[Source extract]

Alexander Michael Ring (born 9 April 1991) is a Finnish professional footballer who captains and plays as an midfielder for Major League Soccer club Austin FC.

Club career

Early career
He moved to Bonn with his family when aged three, and grew up there and in Belgium. Ring went through the ranks of Bayer 04 Leverkusen before returning to Finland with his family in 2008.

HJK
He signed for HJK's reserve team Klubi-04 in 2009, and represented them until being promoted to the first team, and signed full professional contract with the club in August 2010. However, Ring was loaned out to Tampere United for the rest of that season. He returned to HJK after the season, and was established as the first choice holding midfielder for HJK in early 2011. 
On 26 September 2011, he signed a contract extension with HJK, keeping him in the Finnish capital until 2015. During December 2011, it was rumored that German Bundesliga side Borussia Mönchengladbach were interested in signing the young Finn for approximately one million euros.

[Entries]

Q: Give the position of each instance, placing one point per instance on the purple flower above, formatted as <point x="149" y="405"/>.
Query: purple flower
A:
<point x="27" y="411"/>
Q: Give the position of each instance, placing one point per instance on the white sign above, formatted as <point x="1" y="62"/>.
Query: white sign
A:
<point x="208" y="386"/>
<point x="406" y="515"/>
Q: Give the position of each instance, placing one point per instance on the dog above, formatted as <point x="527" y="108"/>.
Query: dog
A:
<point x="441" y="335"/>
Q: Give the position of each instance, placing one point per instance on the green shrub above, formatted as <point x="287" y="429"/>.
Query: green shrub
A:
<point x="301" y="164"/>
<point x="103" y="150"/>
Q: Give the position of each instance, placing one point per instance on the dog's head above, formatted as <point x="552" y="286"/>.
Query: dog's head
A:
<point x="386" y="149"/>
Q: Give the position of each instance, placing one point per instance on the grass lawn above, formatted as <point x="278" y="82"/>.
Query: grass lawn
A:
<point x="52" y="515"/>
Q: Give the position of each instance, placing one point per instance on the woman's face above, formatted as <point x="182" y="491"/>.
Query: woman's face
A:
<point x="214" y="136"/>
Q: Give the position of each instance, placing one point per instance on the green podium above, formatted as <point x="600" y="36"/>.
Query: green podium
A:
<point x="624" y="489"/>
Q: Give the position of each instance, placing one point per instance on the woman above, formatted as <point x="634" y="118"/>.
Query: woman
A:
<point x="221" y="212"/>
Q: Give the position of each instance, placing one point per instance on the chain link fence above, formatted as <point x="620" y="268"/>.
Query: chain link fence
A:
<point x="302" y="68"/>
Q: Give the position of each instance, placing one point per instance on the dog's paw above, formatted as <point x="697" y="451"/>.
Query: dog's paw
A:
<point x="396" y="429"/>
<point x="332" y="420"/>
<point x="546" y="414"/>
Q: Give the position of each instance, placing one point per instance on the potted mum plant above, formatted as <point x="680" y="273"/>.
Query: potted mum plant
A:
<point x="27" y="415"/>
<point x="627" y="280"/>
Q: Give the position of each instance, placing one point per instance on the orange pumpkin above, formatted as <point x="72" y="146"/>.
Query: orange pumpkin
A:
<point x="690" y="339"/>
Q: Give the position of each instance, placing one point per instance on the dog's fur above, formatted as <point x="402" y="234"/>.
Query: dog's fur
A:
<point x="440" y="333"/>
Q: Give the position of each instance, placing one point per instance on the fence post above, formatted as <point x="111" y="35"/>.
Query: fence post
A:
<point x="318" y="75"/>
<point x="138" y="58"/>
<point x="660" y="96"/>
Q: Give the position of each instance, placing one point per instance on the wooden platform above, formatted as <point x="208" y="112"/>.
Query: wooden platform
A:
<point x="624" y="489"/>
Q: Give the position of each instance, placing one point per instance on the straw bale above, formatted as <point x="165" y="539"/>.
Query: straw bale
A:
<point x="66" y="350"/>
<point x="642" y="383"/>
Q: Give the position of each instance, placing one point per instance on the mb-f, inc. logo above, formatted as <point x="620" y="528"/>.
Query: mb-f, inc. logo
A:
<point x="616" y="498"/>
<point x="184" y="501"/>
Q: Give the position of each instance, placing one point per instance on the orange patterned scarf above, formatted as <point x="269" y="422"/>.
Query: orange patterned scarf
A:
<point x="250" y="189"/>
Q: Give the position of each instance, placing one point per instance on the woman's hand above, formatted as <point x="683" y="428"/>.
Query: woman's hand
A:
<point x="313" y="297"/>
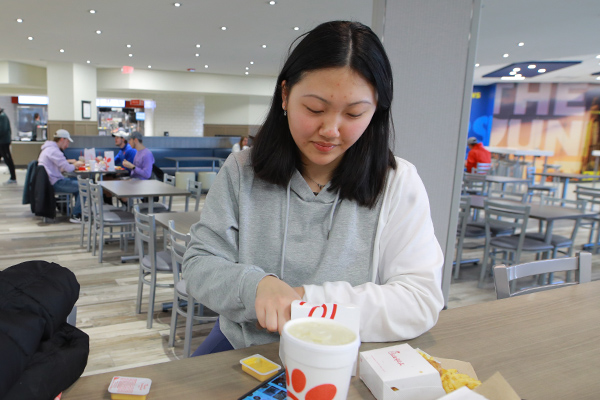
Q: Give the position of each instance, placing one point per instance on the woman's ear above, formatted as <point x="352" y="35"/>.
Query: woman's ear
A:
<point x="284" y="95"/>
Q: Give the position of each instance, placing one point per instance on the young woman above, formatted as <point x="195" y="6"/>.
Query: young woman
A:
<point x="319" y="209"/>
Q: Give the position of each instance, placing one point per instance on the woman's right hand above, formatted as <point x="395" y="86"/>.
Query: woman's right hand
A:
<point x="274" y="303"/>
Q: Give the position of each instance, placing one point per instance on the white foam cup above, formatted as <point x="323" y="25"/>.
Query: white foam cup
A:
<point x="316" y="368"/>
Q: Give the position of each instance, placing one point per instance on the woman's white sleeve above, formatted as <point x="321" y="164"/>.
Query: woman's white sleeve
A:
<point x="405" y="297"/>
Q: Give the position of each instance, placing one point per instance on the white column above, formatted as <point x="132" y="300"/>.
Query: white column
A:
<point x="431" y="45"/>
<point x="68" y="86"/>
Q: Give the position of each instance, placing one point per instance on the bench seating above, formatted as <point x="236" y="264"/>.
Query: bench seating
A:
<point x="160" y="156"/>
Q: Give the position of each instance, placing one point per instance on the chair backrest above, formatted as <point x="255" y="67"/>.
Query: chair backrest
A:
<point x="579" y="204"/>
<point x="521" y="197"/>
<point x="145" y="234"/>
<point x="96" y="201"/>
<point x="511" y="216"/>
<point x="84" y="196"/>
<point x="474" y="183"/>
<point x="195" y="188"/>
<point x="483" y="168"/>
<point x="179" y="242"/>
<point x="590" y="195"/>
<point x="503" y="275"/>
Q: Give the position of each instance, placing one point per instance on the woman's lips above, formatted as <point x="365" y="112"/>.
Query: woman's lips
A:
<point x="323" y="147"/>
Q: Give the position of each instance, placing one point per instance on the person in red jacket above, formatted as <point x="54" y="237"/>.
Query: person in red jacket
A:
<point x="477" y="154"/>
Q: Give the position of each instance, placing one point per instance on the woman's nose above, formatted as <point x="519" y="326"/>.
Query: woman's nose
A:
<point x="330" y="127"/>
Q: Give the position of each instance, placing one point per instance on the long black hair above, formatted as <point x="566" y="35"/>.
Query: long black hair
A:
<point x="361" y="174"/>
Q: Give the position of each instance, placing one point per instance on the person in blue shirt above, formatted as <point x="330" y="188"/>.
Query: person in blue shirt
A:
<point x="126" y="152"/>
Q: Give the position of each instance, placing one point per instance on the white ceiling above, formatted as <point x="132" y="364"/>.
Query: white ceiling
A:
<point x="165" y="36"/>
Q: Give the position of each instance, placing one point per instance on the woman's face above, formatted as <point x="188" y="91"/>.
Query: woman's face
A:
<point x="328" y="110"/>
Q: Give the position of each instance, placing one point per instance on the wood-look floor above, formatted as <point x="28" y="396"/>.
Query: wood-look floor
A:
<point x="106" y="306"/>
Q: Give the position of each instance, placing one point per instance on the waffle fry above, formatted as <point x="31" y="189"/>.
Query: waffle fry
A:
<point x="451" y="378"/>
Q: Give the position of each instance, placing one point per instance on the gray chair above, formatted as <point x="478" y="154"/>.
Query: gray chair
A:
<point x="86" y="211"/>
<point x="195" y="188"/>
<point x="152" y="262"/>
<point x="534" y="188"/>
<point x="179" y="243"/>
<point x="508" y="249"/>
<point x="102" y="219"/>
<point x="505" y="276"/>
<point x="464" y="231"/>
<point x="474" y="184"/>
<point x="559" y="241"/>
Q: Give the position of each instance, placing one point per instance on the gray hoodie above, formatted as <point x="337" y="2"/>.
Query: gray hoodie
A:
<point x="240" y="239"/>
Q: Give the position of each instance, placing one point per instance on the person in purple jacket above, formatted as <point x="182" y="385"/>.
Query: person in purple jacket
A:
<point x="54" y="161"/>
<point x="141" y="168"/>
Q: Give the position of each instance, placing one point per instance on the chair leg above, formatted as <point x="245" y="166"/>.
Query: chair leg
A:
<point x="151" y="300"/>
<point x="174" y="315"/>
<point x="101" y="245"/>
<point x="189" y="321"/>
<point x="138" y="302"/>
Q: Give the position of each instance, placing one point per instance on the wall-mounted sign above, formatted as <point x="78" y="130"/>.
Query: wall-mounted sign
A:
<point x="42" y="100"/>
<point x="110" y="103"/>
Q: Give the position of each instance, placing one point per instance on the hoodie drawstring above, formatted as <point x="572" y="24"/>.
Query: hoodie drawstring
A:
<point x="287" y="214"/>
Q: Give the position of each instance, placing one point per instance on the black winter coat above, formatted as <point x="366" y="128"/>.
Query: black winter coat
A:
<point x="42" y="355"/>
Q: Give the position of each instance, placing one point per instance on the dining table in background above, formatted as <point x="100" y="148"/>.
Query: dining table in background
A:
<point x="566" y="177"/>
<point x="546" y="213"/>
<point x="183" y="220"/>
<point x="137" y="188"/>
<point x="546" y="345"/>
<point x="217" y="160"/>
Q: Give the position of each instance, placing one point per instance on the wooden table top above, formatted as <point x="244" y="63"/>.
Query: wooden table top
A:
<point x="183" y="220"/>
<point x="568" y="175"/>
<point x="142" y="188"/>
<point x="195" y="158"/>
<point x="546" y="345"/>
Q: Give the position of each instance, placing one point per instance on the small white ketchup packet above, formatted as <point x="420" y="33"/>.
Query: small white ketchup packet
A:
<point x="131" y="386"/>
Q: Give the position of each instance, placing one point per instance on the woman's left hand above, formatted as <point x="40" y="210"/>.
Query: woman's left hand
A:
<point x="274" y="303"/>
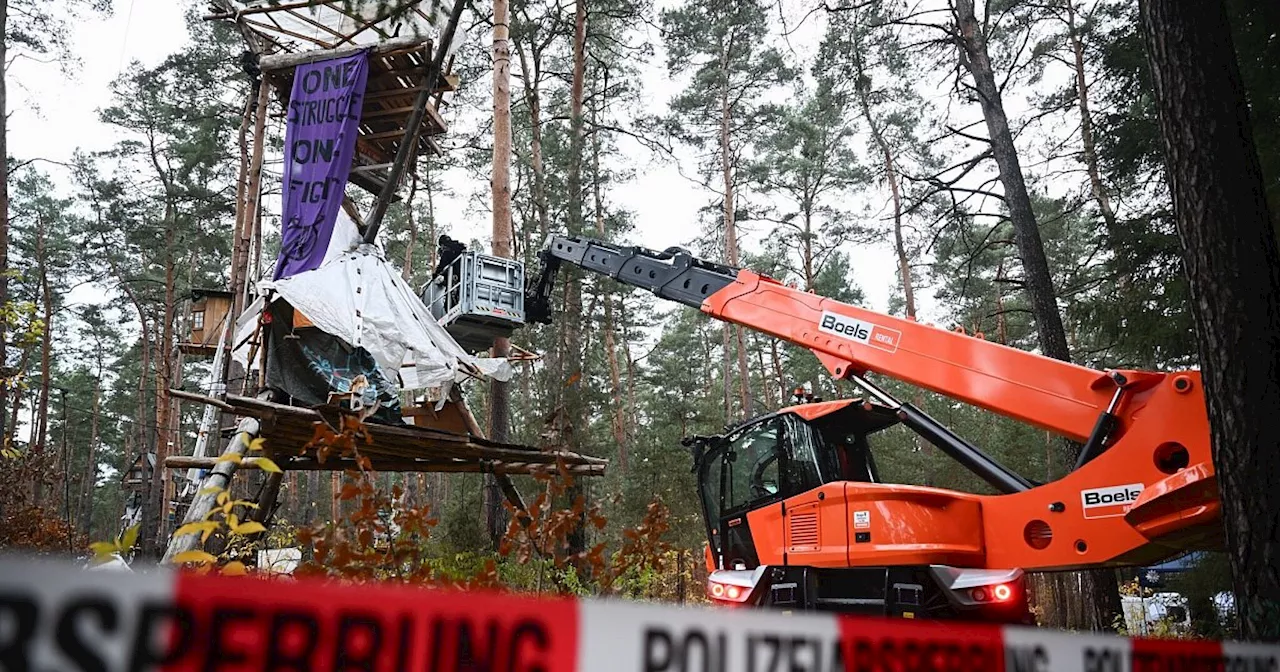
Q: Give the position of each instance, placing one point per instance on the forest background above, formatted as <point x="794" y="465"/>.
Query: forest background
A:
<point x="841" y="147"/>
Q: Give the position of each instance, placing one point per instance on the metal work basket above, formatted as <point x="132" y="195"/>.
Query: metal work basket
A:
<point x="478" y="297"/>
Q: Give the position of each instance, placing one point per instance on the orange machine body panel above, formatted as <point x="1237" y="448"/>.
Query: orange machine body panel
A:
<point x="1152" y="493"/>
<point x="901" y="525"/>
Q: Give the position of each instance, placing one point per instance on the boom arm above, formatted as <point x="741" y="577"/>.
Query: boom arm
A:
<point x="1137" y="425"/>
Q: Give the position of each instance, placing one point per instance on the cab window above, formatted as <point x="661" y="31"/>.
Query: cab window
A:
<point x="752" y="460"/>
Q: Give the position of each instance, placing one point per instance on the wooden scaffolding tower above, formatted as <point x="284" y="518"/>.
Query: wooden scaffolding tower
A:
<point x="410" y="46"/>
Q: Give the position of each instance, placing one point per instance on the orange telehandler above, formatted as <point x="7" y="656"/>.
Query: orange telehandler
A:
<point x="796" y="516"/>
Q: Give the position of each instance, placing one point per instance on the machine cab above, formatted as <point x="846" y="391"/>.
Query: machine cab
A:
<point x="776" y="457"/>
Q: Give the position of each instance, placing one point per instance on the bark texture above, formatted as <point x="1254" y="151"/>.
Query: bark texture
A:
<point x="1098" y="595"/>
<point x="499" y="393"/>
<point x="1233" y="266"/>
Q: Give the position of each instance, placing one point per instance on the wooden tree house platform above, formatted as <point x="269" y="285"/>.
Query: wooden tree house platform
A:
<point x="288" y="33"/>
<point x="288" y="432"/>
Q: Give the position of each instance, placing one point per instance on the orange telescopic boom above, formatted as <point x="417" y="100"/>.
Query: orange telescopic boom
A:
<point x="1143" y="488"/>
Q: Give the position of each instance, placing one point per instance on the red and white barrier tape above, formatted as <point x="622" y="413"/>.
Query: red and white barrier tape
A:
<point x="56" y="617"/>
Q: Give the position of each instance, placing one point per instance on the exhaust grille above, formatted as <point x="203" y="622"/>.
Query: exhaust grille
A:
<point x="804" y="531"/>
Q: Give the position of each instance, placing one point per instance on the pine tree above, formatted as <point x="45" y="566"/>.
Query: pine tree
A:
<point x="722" y="46"/>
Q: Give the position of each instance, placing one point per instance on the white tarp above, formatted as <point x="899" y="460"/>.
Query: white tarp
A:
<point x="360" y="298"/>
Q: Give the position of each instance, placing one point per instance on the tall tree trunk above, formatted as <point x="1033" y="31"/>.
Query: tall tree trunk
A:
<point x="406" y="272"/>
<point x="1087" y="144"/>
<point x="4" y="216"/>
<point x="776" y="357"/>
<point x="86" y="496"/>
<point x="499" y="394"/>
<point x="1233" y="266"/>
<point x="726" y="146"/>
<point x="163" y="378"/>
<point x="1101" y="595"/>
<point x="807" y="247"/>
<point x="611" y="347"/>
<point x="575" y="407"/>
<point x="531" y="78"/>
<point x="46" y="339"/>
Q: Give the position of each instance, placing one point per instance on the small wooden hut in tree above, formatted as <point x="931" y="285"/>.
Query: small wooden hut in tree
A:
<point x="319" y="62"/>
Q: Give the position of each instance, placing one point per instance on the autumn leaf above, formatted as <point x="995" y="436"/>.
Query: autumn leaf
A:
<point x="103" y="549"/>
<point x="197" y="557"/>
<point x="128" y="538"/>
<point x="202" y="528"/>
<point x="248" y="528"/>
<point x="266" y="464"/>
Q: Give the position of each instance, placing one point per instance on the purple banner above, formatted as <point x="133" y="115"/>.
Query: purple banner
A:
<point x="319" y="147"/>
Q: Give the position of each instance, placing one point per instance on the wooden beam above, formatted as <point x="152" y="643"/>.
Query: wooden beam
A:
<point x="393" y="92"/>
<point x="408" y="146"/>
<point x="384" y="112"/>
<point x="280" y="62"/>
<point x="370" y="168"/>
<point x="219" y="478"/>
<point x="263" y="9"/>
<point x="201" y="398"/>
<point x="384" y="464"/>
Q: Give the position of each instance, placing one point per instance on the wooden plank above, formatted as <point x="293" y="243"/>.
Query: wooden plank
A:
<point x="220" y="476"/>
<point x="193" y="397"/>
<point x="420" y="437"/>
<point x="280" y="62"/>
<point x="382" y="464"/>
<point x="384" y="112"/>
<point x="263" y="9"/>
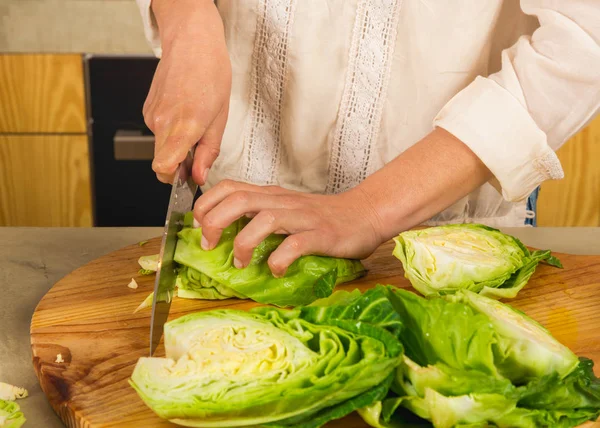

[Work to do]
- 1) Print the passage of the biography of Alexander Ring that opens with the words containing "Early career" and closes with "one million euros.".
- 2) Restate as a short list the paragraph of the biography of Alexander Ring that begins "He signed for HJK's reserve team Klubi-04 in 2009," keeping its main facts.
- 3) Using the biography of Alexander Ring, decide whether each statement agrees with it. Answer yes or no and quote the deciding words.
(a) Ring grew up only in Germany.
(b) The contract extension Ring signed on 26 September 2011 kept him at HJK until 2015.
(c) Borussia Mönchengladbach signed Ring in December 2011.

[Answers for the exercise]
- 1)
Early career
He moved to Bonn with his family when aged three, and grew up there and in Belgium. Ring went through the ranks of Bayer 04 Leverkusen before returning to Finland with his family in 2008.

HJK
He signed for HJK's reserve team Klubi-04 in 2009, and represented them until being promoted to the first team, and signed full professional contract with the club in August 2010. However, Ring was loaned out to Tampere United for the rest of that season. He returned to HJK after the season, and was established as the first choice holding midfielder for HJK in early 2011. 
On 26 September 2011, he signed a contract extension with HJK, keeping him in the Finnish capital until 2015. During December 2011, it was rumored that German Bundesliga side Borussia Mönchengladbach were interested in signing the young Finn for approximately one million euros.

- 2)
- Joined HJK's reserve team Klubi-04 in 2009 and played for them until promotion to the first team.
- Signed a full professional contract with HJK in August 2010.
- Loaned to Tampere United for the rest of that season.
- Returned to HJK after the season and became the first-choice holding midfielder in early 2011.

- 3)
(a) No: "grew up there and in Belgium"
(b) Yes: "keeping him in the Finnish capital until 2015"
(c) No: "it was rumored that German Bundesliga side Borussia Mönchengladbach were interested in signing the young Finn"